Please gather every line in the items below that contains the string "before", copying each such line in full. Treat uppercase and lowercase as different.

(Labeled area outline items)
----------------------------------------
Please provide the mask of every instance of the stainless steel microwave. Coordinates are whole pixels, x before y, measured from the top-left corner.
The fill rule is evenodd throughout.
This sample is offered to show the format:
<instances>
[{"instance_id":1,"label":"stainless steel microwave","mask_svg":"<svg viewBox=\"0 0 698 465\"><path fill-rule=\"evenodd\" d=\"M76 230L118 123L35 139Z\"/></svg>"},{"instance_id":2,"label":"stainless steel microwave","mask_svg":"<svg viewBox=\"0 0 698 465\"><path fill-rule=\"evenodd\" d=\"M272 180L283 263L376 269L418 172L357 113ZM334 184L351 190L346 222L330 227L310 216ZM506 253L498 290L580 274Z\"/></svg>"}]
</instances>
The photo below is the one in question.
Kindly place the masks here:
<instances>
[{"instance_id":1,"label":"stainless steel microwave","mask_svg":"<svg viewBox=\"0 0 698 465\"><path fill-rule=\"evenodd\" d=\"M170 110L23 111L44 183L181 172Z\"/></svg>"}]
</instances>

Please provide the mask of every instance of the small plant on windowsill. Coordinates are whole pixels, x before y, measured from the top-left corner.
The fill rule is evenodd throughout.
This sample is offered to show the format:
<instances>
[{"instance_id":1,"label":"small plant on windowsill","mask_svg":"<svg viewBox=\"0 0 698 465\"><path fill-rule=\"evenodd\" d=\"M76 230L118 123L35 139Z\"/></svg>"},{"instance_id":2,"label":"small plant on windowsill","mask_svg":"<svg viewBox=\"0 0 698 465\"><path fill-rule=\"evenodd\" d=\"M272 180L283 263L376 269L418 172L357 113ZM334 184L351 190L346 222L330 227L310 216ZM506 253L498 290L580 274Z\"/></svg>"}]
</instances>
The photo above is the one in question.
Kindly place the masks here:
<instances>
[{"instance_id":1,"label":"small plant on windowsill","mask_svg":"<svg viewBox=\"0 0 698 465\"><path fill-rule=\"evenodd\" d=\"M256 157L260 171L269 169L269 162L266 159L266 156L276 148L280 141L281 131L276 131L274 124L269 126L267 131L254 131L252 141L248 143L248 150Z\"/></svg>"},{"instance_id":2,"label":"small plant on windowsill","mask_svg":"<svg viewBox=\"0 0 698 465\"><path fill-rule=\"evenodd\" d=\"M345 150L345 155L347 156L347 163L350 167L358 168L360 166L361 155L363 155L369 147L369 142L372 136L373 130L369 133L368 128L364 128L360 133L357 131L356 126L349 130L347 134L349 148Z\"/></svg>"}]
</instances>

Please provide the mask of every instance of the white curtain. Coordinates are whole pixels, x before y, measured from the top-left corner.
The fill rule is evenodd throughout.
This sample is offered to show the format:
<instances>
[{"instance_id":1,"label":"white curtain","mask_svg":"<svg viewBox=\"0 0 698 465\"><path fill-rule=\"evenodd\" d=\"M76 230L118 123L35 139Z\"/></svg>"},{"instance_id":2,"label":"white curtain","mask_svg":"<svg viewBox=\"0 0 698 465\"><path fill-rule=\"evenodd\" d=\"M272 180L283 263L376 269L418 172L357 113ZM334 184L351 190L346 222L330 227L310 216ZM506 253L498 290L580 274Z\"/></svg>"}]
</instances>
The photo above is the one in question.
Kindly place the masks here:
----------------------------------------
Finished answer
Please provide the mask of every instance of the stainless steel microwave. Coordinates are whole pixels, x before y, measured from the top-left corner.
Please provide the mask of every instance of the small plant on windowsill. Coordinates are whole pixels, x before y, measured from the top-left corner.
Please provide the mask of every instance of the white curtain. Coordinates are whole pixels, x before y, measured from the top-left corner.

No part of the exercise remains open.